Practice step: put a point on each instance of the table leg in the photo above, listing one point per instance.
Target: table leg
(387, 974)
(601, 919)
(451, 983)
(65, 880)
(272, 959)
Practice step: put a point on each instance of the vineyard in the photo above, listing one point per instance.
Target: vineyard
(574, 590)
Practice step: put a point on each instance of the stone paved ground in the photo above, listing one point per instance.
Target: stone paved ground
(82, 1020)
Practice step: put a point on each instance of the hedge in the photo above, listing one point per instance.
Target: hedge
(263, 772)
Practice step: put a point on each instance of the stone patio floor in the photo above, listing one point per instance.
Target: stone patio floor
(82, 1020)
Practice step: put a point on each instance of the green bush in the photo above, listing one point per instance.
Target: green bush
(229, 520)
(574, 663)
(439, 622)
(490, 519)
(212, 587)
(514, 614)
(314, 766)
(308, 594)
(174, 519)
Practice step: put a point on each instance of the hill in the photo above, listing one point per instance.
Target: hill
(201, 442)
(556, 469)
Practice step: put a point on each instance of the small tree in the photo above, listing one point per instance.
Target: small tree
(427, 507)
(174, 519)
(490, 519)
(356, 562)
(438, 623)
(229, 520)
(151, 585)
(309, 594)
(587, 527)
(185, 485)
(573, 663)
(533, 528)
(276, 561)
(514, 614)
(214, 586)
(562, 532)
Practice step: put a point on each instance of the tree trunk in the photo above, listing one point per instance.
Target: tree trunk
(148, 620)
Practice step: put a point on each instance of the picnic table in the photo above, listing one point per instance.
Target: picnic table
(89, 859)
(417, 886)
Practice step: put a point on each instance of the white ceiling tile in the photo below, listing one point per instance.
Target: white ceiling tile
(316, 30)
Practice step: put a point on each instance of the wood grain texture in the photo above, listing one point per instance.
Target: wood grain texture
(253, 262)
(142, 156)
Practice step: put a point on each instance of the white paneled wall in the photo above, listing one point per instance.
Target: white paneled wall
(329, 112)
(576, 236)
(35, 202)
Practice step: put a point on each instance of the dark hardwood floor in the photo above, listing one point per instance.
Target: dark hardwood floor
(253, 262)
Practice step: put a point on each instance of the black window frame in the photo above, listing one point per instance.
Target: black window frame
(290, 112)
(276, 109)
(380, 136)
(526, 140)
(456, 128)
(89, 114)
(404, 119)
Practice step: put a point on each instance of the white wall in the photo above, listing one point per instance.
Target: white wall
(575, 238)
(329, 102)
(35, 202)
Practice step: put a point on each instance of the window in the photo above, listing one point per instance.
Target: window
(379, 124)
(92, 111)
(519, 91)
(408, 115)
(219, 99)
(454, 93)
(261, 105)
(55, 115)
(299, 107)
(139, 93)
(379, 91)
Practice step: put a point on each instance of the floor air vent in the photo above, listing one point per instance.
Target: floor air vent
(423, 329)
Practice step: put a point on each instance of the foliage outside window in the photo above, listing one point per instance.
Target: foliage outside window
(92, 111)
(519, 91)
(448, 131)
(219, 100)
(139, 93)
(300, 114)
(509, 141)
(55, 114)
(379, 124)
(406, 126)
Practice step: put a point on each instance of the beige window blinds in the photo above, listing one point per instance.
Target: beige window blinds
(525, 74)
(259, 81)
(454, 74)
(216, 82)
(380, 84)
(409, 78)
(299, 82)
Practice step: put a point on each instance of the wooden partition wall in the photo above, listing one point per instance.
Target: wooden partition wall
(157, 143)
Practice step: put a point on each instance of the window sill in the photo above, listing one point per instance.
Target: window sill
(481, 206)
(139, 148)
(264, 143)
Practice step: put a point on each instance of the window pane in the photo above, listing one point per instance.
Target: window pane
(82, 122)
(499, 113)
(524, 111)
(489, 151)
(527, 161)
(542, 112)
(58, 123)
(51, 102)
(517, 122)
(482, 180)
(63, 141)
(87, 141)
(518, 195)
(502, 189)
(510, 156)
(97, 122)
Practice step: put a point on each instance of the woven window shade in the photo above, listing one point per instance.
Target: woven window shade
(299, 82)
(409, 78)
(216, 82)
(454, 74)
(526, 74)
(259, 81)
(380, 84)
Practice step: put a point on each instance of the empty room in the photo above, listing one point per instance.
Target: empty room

• • • • •

Exercise instructions: Render the records above as a JSON list of strings, with one string for each line and blank lines omitted.

Complete answer:
[
  "Practice step: put a point on each instance of the table leg in the photo above, listing one point per instance.",
  "Target: table leg",
  "(387, 974)",
  "(601, 919)",
  "(451, 983)",
  "(65, 880)",
  "(272, 959)",
  "Practice step: put a point on each instance of the vineyard in the photo above, listing one point per instance.",
  "Target: vineyard",
  "(574, 590)",
  "Practice step: put a point on each instance of the stone paved ground in the photo above, listing one point per instance.",
  "Target: stone paved ground",
  "(82, 1020)",
  "Practice step: put a point on each instance of the hedge in the photo above, listing one point per instance.",
  "Target: hedge",
  "(263, 772)",
  "Practice step: put a point on each instance of the stone patio floor in the photo above, listing one point per instance.",
  "Target: stone patio floor",
  "(82, 1020)",
  "Practice step: put a point on each instance of the green bush in the photo above, listing one point per instance.",
  "Target: green bush",
  "(229, 520)",
  "(574, 663)",
  "(439, 622)",
  "(490, 519)",
  "(212, 587)",
  "(514, 614)",
  "(314, 766)",
  "(308, 594)",
  "(174, 519)",
  "Practice step: put a point on each instance of the hill in the photo above, listing one point per instance.",
  "Target: hill",
  "(201, 442)",
  "(556, 469)",
  "Practice step: put a point on each instance of the small tree in the photo above, listing one point per instance.",
  "Target: small tree",
  "(427, 507)",
  "(174, 519)",
  "(490, 519)",
  "(356, 562)",
  "(438, 623)",
  "(229, 520)",
  "(151, 585)",
  "(309, 594)",
  "(587, 527)",
  "(185, 485)",
  "(573, 663)",
  "(533, 528)",
  "(276, 561)",
  "(514, 614)",
  "(214, 586)",
  "(562, 532)",
  "Practice step: put a point on each instance of the tree trunk in the photo above, listing one point per instance.",
  "Target: tree trunk",
  "(148, 620)",
  "Practice step: put a point on each instance of the picnic table in the photo above, listing one point per instance.",
  "Target: picnic table",
  "(89, 859)",
  "(417, 886)",
  "Practice step: put a point on each instance of the white ceiling tile in the photo below, listing one point per instance.",
  "Target: white ceiling tile",
  "(316, 30)",
  "Practice step: put a point on each instance of the wood grain texture in the photo above, listing one point per instance.",
  "Target: wood grain texture",
  "(253, 262)",
  "(142, 156)",
  "Practice step: put a point on each instance of the white paneled wall in the photo above, listing one point per instance.",
  "Target: white paneled wall",
  "(329, 112)",
  "(576, 236)",
  "(35, 202)",
  "Practice step: put a point on each instance of the dark hardwood floor in the photo above, listing one point per instance.",
  "Target: dark hardwood floor",
  "(253, 262)",
  "Practice step: put a point on each instance of the black window frame in the photo above, listing one point per instance.",
  "Target: black window frame",
  "(290, 112)",
  "(276, 109)",
  "(380, 136)",
  "(526, 140)",
  "(456, 128)",
  "(89, 114)",
  "(404, 119)",
  "Practice step: put a point on each instance of the white wall in the photo above, listing one point per instance.",
  "Target: white wall",
  "(575, 238)",
  "(329, 102)",
  "(35, 202)",
  "Practice step: put a point on each instance of the window in the photo above, listing one point per instance.",
  "Target: window",
  "(379, 124)",
  "(92, 111)",
  "(519, 91)",
  "(408, 115)",
  "(219, 99)",
  "(454, 93)",
  "(261, 105)",
  "(55, 115)",
  "(299, 107)",
  "(139, 93)",
  "(379, 91)",
  "Practice step: put a point on each instance of the floor air vent in the photo above, listing one point per instance.",
  "Target: floor air vent",
  "(423, 329)",
  "Practice step: put a point on each instance of the foliage outside window in the photo above, listing one point per instance.",
  "Target: foliage outside window",
  "(92, 111)",
  "(519, 91)",
  "(448, 131)",
  "(219, 100)",
  "(139, 93)",
  "(300, 114)",
  "(509, 141)",
  "(55, 114)",
  "(379, 124)",
  "(406, 126)",
  "Practice step: put a point on each instance of the beige window blinds in the photo above, listing one point per instance.",
  "Target: beige window blinds",
  "(525, 74)",
  "(259, 81)",
  "(454, 74)",
  "(216, 82)",
  "(380, 84)",
  "(409, 78)",
  "(299, 82)",
  "Practice step: put a point on each instance of the wooden partition wall in the photo above, listing one point per instance.",
  "Target: wooden partition wall",
  "(157, 143)",
  "Practice step: put a point on each instance of the window sill in the photo above, listing one point per instance.",
  "Target: window sill",
  "(481, 206)",
  "(139, 148)",
  "(264, 143)",
  "Practice step: put a point on each instance of the window pane in the photo above, listing one point per instance.",
  "Target: window pane",
  "(82, 122)",
  "(499, 113)",
  "(524, 111)",
  "(489, 151)",
  "(527, 161)",
  "(542, 112)",
  "(58, 123)",
  "(51, 102)",
  "(517, 122)",
  "(482, 180)",
  "(63, 141)",
  "(87, 141)",
  "(518, 195)",
  "(502, 189)",
  "(510, 156)",
  "(97, 122)",
  "Practice step: put a point on each instance of the woven window shade in the photo above, listing one point per instance.",
  "Target: woven window shade",
  "(299, 82)",
  "(409, 78)",
  "(216, 82)",
  "(454, 74)",
  "(526, 74)",
  "(259, 81)",
  "(380, 84)",
  "Practice step: put a point on each instance of the empty room in the photo above, listing one point per instance.",
  "Target: empty room"
]